§ **DOCUMENT SECTION**:

It begins in a conference room in early October as four choreographers with varied backgrounds come together for a brief meeting. They’re welcomed by Dance Division director Lawrence Rhodes and told they’ll work in neighboring third-floor studios for the following 10 weeks, creating the works for New Dances: Edition 2012. Since 2004, this much-anticipated annual event has proven to be a fascinating and creatively fertile program in which all Dance Division students perform. Each choreographer works with one entire class. Aside from a suggested duration of no more than 20 minutes, the choreographers are given the freedom to create according to their own interests and inspirations. As Rhodes tells them during that initial meeting, “Make the piece you want to make—and enjoy it.”
He also emphasizes that New Dances is “a process-oriented project.” While it’s certainly about the finished dances, which will be seen on stage from December 12 to 16, it’s also about giving all 99 students the invaluable experience of working with a choreographer to create something brand-new. “The idea is to give all of the students a creative process at least once a year, with professional choreographers,” Rhodes adds.
“In choosing the choreographers, Larry thinks about each class, who the four choreographers are that they would have worked with over their four years here, so they get a variety of creative experiences,” Keith Michael—who coordinates everything behind the scenes for New Dances and all Dance Division performances—told The Journal. Rhodes also draws on his decades of experience and contacts—and his ongoing intrepid dance-watching; he can be spotted at performances all over the city and the world.
This year’s New Dances choreographers include two who are New York-based; another who lived and performed for many years in the city but is now based in Virginia; and one from the Czech Republic whose work is nearly unknown here. During the second week of rehearsals, each of them talked with The Journal about the specific challenges of the project and their approach, preparation, and expectations.
Queens native Camille A. Brown, who is choreographing for the 26 first-year students, has created a steady stream of intriguing dances that her own company has performed at the Joyce Theater. She also has two works in the Alvin Ailey American Dance Theater’s repertory and created a premiere for Complexions, another New York City company, this fall. A spellbinding performer herself, Brown is unafraid of theatricality and skilled at evoking character through dance. “I didn’t want to have too much of a plan before I knew who was going to be in front of me,” she said of her approach shortly before getting into the Juilliard studio. “I wanted the work to be based on the inspiration that they were giving me as individuals.”

§ **RECORDS FOR THE TASK**:
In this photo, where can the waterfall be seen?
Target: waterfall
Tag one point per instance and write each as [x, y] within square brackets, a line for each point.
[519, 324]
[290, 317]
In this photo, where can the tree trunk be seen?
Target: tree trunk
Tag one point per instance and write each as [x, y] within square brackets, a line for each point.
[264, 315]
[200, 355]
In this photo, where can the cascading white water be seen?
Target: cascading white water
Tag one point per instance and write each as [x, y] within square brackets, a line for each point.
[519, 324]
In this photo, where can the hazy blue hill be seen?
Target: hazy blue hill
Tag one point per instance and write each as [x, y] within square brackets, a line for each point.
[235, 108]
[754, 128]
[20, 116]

...

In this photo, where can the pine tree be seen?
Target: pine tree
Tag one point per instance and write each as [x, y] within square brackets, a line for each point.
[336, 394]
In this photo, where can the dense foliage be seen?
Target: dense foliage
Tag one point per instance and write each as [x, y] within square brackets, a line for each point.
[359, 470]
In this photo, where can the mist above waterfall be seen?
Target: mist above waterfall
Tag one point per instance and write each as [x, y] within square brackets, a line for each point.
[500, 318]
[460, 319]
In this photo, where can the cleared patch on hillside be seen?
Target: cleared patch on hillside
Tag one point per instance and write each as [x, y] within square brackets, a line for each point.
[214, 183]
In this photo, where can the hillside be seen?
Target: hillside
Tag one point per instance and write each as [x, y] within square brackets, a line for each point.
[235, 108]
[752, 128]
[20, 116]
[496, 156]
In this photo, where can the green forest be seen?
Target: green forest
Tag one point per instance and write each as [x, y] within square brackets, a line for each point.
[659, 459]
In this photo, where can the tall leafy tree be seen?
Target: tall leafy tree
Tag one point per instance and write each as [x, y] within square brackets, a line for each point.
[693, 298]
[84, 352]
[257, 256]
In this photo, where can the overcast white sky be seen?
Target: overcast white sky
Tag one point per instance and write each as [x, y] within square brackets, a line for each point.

§ **SHORT EXERCISE 1**:
Gather every line of the records that contains the word "tree", treating uppercase and lowercase as different.
§ **SHORT EXERCISE 2**:
Pick up the New Dances article after its last sentence and continue writing it.
The New Dances article and the records come from unrelated sources.

§ **RIGHT ANSWER 1**:
In this photo, where can the tree trunk be seen?
Target: tree trunk
In this photo, where can the pine tree be seen?
Target: pine tree
In this photo, where can the tall leafy tree be seen?
Target: tall leafy tree

§ **RIGHT ANSWER 2**:
Brown is collaborating with composer Jonathan Melville Pratt, a fellow North Carolina School of the Arts alum who wrote the score for Larry Keigwin’s Runaway for New Dances: Edition 2010. His score was completed before she began working with the students, but she didn’t introduce the music to them until the second week because she wanted them to be “driven by the movement,” not the music, she said. “The first week, we were trying to get a sense of who each other are. I threw some movement at them, saw how they took it in, got to feel them out as individual dancers, and how they speak through movement,” she added. “The thing about freshmen is, there’s an excitement there. It’s this new world for them. They’re wide-eyed, and ready for any information.”
The 26 members of the second-year class are the largest cast busy freelance choreographer Emery LeCrone has worked with. Much of her work that has been seen in New York has used the classical ballet vocabulary—she choreographs regularly for New Chamber Ballet and has participated in the New York Choreographic Institute. LeCrone has also worked elsewhere—most recently for Colorado Ballet—but often in a more contemporary vein.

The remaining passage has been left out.